## Begin Selected passage

Launching the White Paper in the Commons yesterday, Ms Kelly said the proposals recognised there was no “one size fits all” blueprint.

“Our reforms will give citizens and communities a clearer voice, create stronger and more visible leadership, and establish a new settlement with local government and its partners, communities and citizens,” she said.

The White Paper's main aim is to encourage authorities to have directly elected mayors using the model adopted for London. Unlike now, there will be no need to have a referendum to decide whether to go down the mayoral route - if councils decide to have them, they will set the election process in place.

The legislation proposes that all the executive powers of local authorities will be held by the leader, with the rest of the council responsible for scrutinising their actions and approving budgets and other major plans.

Ms Kelly said: “We will give local authorities a strong role in leading their communities and bringing services together to address local needs and problems.

“Central government will play its part in guaranteeing minimum standards and setting overall national goals, but we will step back and allow more freedom and flexibility at the local level.”

Ms Kelly told MPs yesterday that overview and scrutiny committees on councils would be given more power to review the performance of key public bodies.

“Councillors should be champions for their local community, able to speak out on all issues affecting their local area, including planning and licensing. They should be able to sort out issues on the ground or demand a formal response through scrutiny procedures.”

The White Paper sets out that councils will be able to determine local by-laws without agreement from central government, and enforce them through fixed penalty notice.

It also outlines proposals to reduce red tape for council house tenants who want to take day-to-day control of housing services in their neighbourhood.

Commenting on the proposals, Caroline Spelman, the Tories' Shadow Secretary for communities, said: “Until unelected regional assemblies are abolished and powers returned to elected local councils, these localist pledges are not worth the paper they are written on.

“This paper is a wasted opportunity from a government that has squandered its third term. A few pius platitudes and a bonfire of past Labour mistakes are no substitute for policy.”

## End Selected passage

### Brief A
In the passage on the local government White Paper, what reason does Caroline Spelman give for saying the localist pledges are not worth the paper they are written on? Answer in one to three sentences.
### Brief B
Copy the passage on the local government White Paper, starting at "The White Paper's" and ending at "needs and problems.".

## Begin Data supplied

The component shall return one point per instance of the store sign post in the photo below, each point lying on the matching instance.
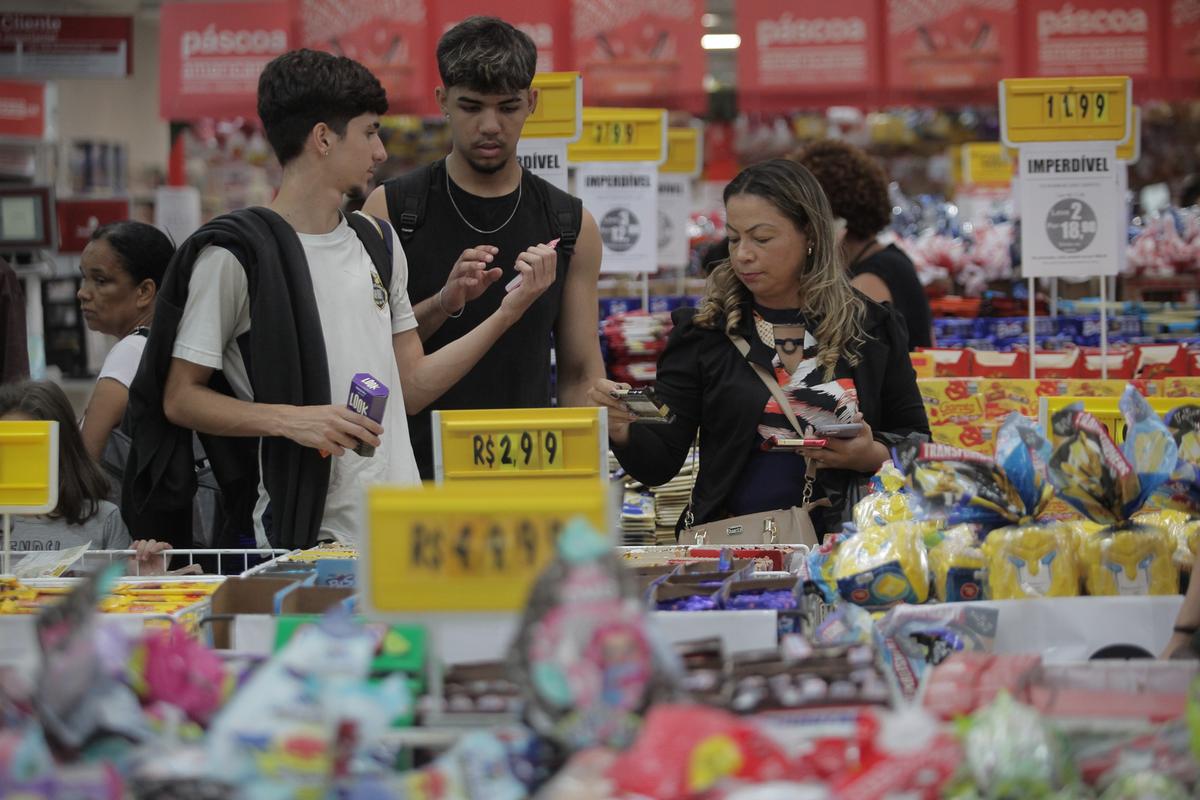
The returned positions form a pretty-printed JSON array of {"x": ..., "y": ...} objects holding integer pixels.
[
  {"x": 617, "y": 176},
  {"x": 54, "y": 46},
  {"x": 683, "y": 166},
  {"x": 556, "y": 121},
  {"x": 28, "y": 109}
]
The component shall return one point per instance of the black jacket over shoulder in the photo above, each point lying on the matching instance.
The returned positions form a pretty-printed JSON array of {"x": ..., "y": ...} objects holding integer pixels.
[
  {"x": 285, "y": 355},
  {"x": 709, "y": 385}
]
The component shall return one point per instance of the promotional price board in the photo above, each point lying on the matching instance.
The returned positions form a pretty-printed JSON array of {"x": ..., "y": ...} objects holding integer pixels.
[
  {"x": 617, "y": 176},
  {"x": 481, "y": 446},
  {"x": 29, "y": 471},
  {"x": 682, "y": 167},
  {"x": 1071, "y": 212},
  {"x": 462, "y": 547},
  {"x": 556, "y": 121}
]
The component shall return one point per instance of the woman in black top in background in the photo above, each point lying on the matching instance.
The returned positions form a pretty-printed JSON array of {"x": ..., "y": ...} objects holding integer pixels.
[{"x": 858, "y": 192}]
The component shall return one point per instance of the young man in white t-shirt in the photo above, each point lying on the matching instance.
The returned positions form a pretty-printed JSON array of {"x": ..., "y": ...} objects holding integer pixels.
[{"x": 322, "y": 118}]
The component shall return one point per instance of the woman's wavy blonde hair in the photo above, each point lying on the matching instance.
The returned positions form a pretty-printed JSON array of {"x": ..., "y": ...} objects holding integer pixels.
[{"x": 825, "y": 293}]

## End Data supplied

### Exercise response A
She says the pledges are worthless as long as unelected regional assemblies remain in place. They would only count once those assemblies are abolished and their powers are returned to elected local councils.

### Exercise response B
The White Paper's main aim is to encourage authorities to have directly elected mayors using the model adopted for London. Unlike now, there will be no need to have a referendum to decide whether to go down the mayoral route - if councils decide to have them, they will set the election process in place.

The legislation proposes that all the executive powers of local authorities will be held by the leader, with the rest of the council responsible for scrutinising their actions and approving budgets and other major plans.

Ms Kelly said: “We will give local authorities a strong role in leading their communities and bringing services together to address local needs and problems.